** Start **

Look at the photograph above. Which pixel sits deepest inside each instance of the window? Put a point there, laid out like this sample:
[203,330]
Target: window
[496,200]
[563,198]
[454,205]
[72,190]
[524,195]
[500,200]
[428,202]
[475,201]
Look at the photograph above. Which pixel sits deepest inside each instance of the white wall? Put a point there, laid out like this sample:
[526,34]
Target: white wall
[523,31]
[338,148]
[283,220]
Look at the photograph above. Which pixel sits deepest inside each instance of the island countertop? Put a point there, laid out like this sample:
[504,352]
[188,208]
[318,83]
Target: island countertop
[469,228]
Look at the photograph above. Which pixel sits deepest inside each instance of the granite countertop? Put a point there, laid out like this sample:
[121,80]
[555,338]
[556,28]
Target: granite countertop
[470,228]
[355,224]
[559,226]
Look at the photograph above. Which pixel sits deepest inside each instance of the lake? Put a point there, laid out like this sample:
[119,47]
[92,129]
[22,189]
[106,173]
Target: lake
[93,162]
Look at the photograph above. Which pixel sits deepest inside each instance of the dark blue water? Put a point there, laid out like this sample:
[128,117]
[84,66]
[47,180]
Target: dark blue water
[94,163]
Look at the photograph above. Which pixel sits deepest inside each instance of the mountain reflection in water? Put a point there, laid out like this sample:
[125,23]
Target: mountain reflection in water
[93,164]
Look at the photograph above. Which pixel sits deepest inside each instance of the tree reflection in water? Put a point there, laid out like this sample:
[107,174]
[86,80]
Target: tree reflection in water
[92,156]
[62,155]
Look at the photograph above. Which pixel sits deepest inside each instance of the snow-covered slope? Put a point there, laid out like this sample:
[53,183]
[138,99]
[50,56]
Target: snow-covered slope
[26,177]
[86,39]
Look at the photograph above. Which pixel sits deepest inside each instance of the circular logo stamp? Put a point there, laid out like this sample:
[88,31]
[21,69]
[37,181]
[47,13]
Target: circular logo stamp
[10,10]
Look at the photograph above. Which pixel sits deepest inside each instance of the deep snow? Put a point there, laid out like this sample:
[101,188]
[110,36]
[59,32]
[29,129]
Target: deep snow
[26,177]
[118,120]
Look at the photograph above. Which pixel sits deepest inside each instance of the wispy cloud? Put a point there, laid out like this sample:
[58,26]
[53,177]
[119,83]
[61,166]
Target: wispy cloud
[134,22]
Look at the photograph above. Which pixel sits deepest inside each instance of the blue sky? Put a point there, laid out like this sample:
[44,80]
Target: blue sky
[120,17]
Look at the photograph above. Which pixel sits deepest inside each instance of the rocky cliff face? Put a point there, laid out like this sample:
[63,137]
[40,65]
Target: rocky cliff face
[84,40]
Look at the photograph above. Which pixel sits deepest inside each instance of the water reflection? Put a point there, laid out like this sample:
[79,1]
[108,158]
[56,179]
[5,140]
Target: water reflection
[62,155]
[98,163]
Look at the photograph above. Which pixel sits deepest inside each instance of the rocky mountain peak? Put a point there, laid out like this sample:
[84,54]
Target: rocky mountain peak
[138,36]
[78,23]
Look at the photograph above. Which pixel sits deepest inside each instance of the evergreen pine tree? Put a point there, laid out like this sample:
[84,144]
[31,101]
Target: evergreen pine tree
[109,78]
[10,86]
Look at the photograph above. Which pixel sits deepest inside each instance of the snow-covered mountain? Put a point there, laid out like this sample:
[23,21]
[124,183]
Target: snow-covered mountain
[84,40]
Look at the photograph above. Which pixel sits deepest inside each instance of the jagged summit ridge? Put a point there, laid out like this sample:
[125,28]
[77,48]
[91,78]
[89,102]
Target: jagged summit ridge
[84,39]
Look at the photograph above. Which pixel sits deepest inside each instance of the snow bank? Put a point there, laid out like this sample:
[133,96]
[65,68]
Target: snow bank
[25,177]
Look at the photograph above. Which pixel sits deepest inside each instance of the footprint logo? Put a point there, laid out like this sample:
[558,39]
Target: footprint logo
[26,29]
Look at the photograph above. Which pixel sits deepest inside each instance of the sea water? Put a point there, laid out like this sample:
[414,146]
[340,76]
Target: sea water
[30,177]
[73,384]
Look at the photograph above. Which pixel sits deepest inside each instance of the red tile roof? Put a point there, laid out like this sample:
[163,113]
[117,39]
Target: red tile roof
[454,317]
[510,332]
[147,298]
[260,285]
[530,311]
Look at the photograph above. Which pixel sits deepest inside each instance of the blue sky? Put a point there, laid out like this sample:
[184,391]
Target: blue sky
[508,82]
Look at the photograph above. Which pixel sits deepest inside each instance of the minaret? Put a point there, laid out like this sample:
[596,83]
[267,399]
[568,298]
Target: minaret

** End **

TASK TO CARRY OUT: Reproduce, word for word, only the lines from the one that contains "of the evergreen" through the final line.

RESULT FOR THIS EXERCISE:
Look at the photograph above. Which pixel sits deepest inside each instance of the evergreen pine tree? Put a point there, laid out like this sample:
[84,144]
[31,101]
Target: evergreen pine tree
[109,78]
[10,86]
Look at the photograph above. Which pixel sits deepest inside each instance of the snow-covered mountain? Put a point there, laid out like this sample:
[23,21]
[124,183]
Target: snow-covered mountain
[84,40]
Look at the photograph above. Which pixel sits deepest inside each instance of the jagged summit ridge? Put a point there, laid out like this sample:
[125,28]
[77,48]
[91,78]
[89,102]
Target: jagged summit ridge
[84,39]
Look at the photograph above. Which pixel sits deepest inside each instance of the snow bank? Put a point there, laid out like this sample:
[133,96]
[65,68]
Target: snow bank
[25,177]
Look at the photograph above. Which pixel sits deepest inside each instance of the footprint logo? Put a point there, laid out like this sample:
[558,39]
Target: footprint logo
[26,29]
Look at the photograph above. Which pixel sits deepest inside each instance of the sea water? Put a point there, laid out like this sample:
[414,146]
[340,76]
Target: sea water
[30,177]
[73,384]
Look at the photograph above. Which pixel sits deepest inside each instance of the red tile roof? Put a point there, laid out like this sample:
[163,113]
[117,39]
Target: red tile roof
[454,317]
[510,332]
[147,298]
[260,285]
[530,311]
Look at the photograph above. Which pixel sits deepest inside each instance of the blue sky? Put a point there, laid out like this sample:
[184,391]
Target: blue sky
[508,82]
Look at the photograph above. Which pixel sits deepest inside each instance of the minaret? Put a point there, laid out like this sample:
[596,83]
[267,399]
[568,298]
Target: minaret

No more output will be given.